§ **Texto extraído**:
============================================================

La verdadera luna de miel comenzó en el castillo de Wasserleonburg, una fortaleza amurallada del siglo XIII situada en lo alto de un elevado risco, cerca de la aldea de Villach. El castillo tenía cuarenta habitaciones, además de una pista de tenis, piscina climatizada, caballerizas y un campo de golf cercano. Un pequeño ejército de criados, debidamente uniformados y alineados, les dio la bienvenida en el patio empedrado. Tras los meses que habían pasado separados, ahora deseaban más que nunca reanudar su vida social y reencontrarse con viejos amigos. Por primera vez podían pasear por las colinas y lagos colindantes sin que los fotógrafos los molestaran. Sin embargo, la duquesa confesaba en su autobiografía que la luna de miel había sido un período difícil para ambos, en parte a causa de las discusiones en que se enfrascaban en torno al espinoso tema de la abdicación. Wallis solía reprochar al duque que hubiera renunciado al trono; creía que si hubiera consentido en que se le coronara a él sólo, y si hubiera tenido paciencia como sus amigos le aconsejaron —entre ellos Winston Churchill— las cosas se podrían haber solucionado de otra manera: «Yo no sería la mujer odiada e insultada en la que me había convertido a causa de la abdicación y todavía existiría la posibilidad de que nos hubiéramos casado siendo él rey».

La relación entre la pareja, obligada a un exilio forzoso, no sería fácil. Wallis no sólo lamentaba haber perdido sus privilegios anteriores, sino que añoraba la intensa vida social que llevaba en Inglaterra. Ahora tenía a su lado a un hombre ocioso, que vivía pendiente de ella en todo instante y se sentía amargado porque su familia le había dado la espalda. En realidad, el rey Jorge VI y su esposa temían que Wallis y Eduardo —a quien se le retiró también su asignación económica enturbiando aún más la relación con su hermano— crearan una corte real paralela. Eran dos personajes famosos y muy queridos en países como Italia o Estados Unidos. Fueran donde fueran los duques de Windsor estaban rodeados de una nube de periodistas y todas sus declaraciones o comentarios tenían una especial relevancia y eran reproducidos en toda la prensa.

============================================================

Transcriba literalmente el pasaje del texto sobre los duques de Windsor que va desde "La relación entre" hasta "toda la prensa.", ambos incluidos. El listado no interviene en modo alguno en este ejercicio.

============================================================

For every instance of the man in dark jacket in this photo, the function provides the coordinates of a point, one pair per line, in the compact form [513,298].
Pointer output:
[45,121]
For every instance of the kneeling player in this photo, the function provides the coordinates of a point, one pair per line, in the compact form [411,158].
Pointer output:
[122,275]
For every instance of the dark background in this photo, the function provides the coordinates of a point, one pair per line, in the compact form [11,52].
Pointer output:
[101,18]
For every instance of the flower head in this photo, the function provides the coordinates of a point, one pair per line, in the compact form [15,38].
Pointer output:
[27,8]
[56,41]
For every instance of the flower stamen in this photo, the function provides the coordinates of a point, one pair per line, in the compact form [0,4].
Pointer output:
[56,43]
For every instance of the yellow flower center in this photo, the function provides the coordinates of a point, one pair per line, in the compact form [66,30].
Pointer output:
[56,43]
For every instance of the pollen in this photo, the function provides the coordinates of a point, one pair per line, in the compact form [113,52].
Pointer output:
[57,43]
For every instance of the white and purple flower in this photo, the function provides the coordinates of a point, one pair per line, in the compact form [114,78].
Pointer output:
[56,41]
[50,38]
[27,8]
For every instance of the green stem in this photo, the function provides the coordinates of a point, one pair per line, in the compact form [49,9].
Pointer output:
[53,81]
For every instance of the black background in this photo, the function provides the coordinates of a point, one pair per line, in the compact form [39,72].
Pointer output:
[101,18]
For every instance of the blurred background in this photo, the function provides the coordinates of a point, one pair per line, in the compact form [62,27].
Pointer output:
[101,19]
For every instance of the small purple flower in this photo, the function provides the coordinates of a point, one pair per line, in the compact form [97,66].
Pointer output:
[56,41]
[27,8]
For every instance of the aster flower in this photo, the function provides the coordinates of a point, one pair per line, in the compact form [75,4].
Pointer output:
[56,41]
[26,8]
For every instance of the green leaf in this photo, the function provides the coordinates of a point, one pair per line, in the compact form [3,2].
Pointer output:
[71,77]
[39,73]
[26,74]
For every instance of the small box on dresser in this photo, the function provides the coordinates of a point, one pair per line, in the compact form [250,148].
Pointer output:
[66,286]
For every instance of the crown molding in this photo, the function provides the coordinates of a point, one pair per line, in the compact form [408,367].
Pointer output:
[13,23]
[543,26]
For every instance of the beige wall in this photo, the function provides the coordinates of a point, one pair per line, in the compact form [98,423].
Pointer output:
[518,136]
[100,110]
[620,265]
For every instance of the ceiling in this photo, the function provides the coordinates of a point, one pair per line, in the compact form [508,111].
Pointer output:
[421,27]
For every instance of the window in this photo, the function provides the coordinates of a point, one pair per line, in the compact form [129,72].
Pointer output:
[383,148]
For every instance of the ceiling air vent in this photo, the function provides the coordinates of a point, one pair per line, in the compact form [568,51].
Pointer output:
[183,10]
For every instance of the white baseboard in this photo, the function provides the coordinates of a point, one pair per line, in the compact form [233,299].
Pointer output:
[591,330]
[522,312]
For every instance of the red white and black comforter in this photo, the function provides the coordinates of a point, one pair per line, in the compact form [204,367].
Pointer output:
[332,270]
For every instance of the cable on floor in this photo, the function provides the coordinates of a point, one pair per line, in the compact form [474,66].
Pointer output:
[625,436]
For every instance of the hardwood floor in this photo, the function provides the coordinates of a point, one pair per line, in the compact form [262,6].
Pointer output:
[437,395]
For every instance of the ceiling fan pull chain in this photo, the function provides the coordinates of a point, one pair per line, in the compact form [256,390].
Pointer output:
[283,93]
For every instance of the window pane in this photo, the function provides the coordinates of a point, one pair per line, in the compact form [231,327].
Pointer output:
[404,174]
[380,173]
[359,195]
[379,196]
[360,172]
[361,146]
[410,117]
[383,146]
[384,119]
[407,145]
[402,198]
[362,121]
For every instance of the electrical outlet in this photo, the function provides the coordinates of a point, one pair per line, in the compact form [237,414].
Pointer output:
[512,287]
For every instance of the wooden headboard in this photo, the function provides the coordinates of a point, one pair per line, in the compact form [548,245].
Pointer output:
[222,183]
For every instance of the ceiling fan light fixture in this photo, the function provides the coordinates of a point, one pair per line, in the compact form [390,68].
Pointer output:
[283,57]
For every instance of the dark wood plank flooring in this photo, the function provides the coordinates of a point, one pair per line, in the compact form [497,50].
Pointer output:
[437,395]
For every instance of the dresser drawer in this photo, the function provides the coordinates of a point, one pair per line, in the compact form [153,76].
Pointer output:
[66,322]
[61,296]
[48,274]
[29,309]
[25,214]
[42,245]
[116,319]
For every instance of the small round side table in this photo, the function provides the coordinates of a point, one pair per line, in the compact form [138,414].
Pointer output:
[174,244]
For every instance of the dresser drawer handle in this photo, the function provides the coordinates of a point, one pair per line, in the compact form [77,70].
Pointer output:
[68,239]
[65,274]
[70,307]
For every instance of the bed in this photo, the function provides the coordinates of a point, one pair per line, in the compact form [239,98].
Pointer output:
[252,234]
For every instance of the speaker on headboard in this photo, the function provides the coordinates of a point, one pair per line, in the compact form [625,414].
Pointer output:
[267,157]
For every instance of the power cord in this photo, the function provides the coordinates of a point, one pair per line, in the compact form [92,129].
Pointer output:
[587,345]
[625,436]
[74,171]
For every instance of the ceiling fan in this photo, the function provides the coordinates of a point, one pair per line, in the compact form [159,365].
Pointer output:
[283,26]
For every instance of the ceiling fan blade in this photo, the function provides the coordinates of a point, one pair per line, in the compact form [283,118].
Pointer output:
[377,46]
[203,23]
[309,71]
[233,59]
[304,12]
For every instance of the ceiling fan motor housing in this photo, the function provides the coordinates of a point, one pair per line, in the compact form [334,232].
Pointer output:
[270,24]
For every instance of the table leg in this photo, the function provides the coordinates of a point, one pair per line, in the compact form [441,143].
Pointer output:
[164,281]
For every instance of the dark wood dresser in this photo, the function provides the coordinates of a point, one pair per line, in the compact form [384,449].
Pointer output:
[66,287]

============================================================

§ **Resolución detallada**:
La relación entre la pareja, obligada a un exilio forzoso, no sería fácil. Wallis no sólo lamentaba haber perdido sus privilegios anteriores, sino que añoraba la intensa vida social que llevaba en Inglaterra. Ahora tenía a su lado a un hombre ocioso, que vivía pendiente de ella en todo instante y se sentía amargado porque su familia le había dado la espalda. En realidad, el rey Jorge VI y su esposa temían que Wallis y Eduardo —a quien se le retiró también su asignación económica enturbiando aún más la relación con su hermano— crearan una corte real paralela. Eran dos personajes famosos y muy queridos en países como Italia o Estados Unidos. Fueran donde fueran los duques de Windsor estaban rodeados de una nube de periodistas y todas sus declaraciones o comentarios tenían una especial relevancia y eran reproducidos en toda la prensa.